MATERIAL FOR THE TASK →

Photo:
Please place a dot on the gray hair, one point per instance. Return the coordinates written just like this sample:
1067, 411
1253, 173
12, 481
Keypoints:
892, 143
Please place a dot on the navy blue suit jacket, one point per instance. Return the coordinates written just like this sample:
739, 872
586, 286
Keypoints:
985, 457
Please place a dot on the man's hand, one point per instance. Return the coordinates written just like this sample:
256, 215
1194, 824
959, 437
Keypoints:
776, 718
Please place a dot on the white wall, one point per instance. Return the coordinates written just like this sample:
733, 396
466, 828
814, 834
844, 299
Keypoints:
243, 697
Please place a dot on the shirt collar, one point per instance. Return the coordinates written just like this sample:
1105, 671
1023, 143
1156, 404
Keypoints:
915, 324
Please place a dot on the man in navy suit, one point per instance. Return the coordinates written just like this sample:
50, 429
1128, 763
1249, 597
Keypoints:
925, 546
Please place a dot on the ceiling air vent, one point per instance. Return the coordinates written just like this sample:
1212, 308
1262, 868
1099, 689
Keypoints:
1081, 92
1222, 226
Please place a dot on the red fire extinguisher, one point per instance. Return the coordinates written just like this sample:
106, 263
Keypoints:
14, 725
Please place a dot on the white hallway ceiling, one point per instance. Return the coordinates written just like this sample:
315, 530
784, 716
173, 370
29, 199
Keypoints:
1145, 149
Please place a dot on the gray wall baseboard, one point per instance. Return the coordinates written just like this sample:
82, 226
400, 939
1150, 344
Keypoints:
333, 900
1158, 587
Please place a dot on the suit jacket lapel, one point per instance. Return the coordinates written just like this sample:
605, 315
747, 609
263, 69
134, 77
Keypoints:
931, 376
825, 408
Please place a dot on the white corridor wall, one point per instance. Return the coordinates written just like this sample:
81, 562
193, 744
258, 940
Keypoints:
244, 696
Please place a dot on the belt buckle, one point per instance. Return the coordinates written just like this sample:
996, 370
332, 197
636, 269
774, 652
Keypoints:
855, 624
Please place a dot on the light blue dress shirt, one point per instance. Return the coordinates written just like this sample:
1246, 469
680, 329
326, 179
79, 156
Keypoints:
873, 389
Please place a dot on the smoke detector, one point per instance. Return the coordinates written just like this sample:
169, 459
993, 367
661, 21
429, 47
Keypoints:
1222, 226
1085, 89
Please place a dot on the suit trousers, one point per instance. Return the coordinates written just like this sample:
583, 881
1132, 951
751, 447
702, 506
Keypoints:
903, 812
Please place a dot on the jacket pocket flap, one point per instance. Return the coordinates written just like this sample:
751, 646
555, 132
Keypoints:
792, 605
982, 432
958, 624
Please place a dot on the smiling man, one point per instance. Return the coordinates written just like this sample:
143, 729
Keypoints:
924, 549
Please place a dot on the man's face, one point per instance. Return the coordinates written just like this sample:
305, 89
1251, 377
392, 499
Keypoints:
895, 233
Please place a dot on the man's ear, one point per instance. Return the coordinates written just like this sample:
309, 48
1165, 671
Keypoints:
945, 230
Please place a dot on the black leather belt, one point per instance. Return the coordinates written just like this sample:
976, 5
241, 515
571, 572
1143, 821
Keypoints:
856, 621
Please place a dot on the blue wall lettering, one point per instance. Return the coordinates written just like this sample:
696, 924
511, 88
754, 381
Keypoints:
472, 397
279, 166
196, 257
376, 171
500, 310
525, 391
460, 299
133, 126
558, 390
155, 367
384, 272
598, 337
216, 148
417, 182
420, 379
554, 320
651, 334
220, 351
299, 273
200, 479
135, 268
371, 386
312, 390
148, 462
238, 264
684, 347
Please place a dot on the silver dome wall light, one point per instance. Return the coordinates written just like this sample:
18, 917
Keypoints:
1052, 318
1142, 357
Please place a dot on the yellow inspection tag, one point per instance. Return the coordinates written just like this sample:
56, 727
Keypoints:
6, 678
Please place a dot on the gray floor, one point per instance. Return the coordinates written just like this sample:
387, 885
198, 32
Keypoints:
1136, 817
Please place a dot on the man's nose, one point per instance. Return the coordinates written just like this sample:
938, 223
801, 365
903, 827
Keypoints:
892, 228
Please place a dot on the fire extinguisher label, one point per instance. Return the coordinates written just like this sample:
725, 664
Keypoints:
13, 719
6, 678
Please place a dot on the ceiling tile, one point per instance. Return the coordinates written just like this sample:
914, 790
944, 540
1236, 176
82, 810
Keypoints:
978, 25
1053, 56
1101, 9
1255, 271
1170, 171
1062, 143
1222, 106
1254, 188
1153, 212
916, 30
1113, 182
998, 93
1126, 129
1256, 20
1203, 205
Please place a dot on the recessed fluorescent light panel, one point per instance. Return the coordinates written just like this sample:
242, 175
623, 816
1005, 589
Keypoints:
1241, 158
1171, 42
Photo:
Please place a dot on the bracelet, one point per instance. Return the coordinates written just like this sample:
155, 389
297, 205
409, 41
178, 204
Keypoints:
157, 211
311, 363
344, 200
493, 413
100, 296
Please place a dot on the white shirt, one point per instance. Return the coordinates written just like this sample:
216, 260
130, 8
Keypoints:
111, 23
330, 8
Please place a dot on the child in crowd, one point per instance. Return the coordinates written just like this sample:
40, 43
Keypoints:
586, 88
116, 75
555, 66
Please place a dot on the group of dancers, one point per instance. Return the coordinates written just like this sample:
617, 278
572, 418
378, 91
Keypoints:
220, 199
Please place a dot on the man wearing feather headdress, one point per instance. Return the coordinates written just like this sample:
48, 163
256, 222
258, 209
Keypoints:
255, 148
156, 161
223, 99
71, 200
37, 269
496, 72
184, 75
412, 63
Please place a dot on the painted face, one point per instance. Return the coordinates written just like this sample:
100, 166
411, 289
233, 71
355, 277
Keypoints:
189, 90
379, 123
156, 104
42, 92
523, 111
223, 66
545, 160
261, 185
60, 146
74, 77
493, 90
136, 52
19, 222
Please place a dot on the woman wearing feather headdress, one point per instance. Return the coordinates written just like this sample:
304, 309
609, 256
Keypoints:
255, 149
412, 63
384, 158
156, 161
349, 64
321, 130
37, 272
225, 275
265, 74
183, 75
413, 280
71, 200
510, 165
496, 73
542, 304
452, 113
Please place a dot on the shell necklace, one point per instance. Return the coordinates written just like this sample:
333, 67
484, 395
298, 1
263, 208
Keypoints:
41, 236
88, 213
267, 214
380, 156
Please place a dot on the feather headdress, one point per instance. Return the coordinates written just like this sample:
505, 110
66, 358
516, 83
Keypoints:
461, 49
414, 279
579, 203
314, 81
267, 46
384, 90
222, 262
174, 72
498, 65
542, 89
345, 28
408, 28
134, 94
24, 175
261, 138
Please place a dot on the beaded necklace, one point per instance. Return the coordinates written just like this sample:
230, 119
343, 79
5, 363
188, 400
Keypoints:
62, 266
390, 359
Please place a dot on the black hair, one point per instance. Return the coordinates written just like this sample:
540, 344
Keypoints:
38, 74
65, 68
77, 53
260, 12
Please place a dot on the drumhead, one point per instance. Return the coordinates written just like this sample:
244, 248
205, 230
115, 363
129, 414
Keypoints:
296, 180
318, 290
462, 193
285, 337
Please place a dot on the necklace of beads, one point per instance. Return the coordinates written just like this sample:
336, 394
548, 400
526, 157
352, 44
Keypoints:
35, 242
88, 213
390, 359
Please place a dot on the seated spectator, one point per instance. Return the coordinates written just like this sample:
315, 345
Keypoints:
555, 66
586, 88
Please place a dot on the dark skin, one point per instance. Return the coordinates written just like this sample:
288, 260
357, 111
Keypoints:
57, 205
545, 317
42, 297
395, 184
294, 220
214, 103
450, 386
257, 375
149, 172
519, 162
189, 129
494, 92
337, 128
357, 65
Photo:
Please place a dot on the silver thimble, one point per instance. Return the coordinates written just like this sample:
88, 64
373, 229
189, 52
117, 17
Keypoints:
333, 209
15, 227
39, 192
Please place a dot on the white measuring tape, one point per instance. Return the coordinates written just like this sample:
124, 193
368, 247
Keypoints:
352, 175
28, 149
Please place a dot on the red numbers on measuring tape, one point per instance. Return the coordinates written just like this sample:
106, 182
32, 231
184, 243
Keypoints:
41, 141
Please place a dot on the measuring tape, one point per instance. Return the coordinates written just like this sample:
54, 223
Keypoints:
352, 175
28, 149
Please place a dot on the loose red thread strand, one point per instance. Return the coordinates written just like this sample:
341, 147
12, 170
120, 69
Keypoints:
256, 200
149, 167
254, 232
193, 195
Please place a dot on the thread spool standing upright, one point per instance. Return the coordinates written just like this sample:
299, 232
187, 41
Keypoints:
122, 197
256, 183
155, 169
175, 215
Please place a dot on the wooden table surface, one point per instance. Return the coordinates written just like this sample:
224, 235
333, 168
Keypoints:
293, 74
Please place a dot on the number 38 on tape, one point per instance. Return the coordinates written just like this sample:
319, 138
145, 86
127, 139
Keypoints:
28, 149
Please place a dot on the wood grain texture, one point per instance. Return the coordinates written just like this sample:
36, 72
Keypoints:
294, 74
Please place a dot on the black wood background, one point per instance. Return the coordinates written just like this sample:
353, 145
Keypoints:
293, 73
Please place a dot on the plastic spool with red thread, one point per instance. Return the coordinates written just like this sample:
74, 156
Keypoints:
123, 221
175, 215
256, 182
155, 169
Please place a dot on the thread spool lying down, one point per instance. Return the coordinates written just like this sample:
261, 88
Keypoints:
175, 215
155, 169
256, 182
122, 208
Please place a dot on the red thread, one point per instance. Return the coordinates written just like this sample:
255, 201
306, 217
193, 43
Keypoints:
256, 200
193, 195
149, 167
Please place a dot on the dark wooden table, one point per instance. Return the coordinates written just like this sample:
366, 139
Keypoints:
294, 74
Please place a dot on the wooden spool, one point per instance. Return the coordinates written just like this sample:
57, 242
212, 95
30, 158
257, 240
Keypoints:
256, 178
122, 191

WHAT IS NEEDED →
Each line from the one with "Please place a dot on the thread spool lying" through the last line of the records must be written out word for word. Include nothing else.

SOLVED EXERCISE →
Please place a dot on the thread spool lying down, one point per instance. Return the coordinates written just like this sample:
261, 88
Keypoints:
175, 215
155, 169
256, 182
122, 208
Please place a dot on the red thread, one point per instance. Return the coordinates written just like this sample:
255, 201
306, 217
193, 43
Keypoints:
256, 200
193, 195
149, 167
Please place a dot on the dark wooden table, one point per instance. Return the coordinates written just like this sample:
366, 139
Keypoints:
294, 74
Please place a dot on the wooden spool, one point per instance. Return the coordinates written just like this sample:
57, 242
212, 95
30, 158
257, 240
Keypoints:
256, 178
122, 191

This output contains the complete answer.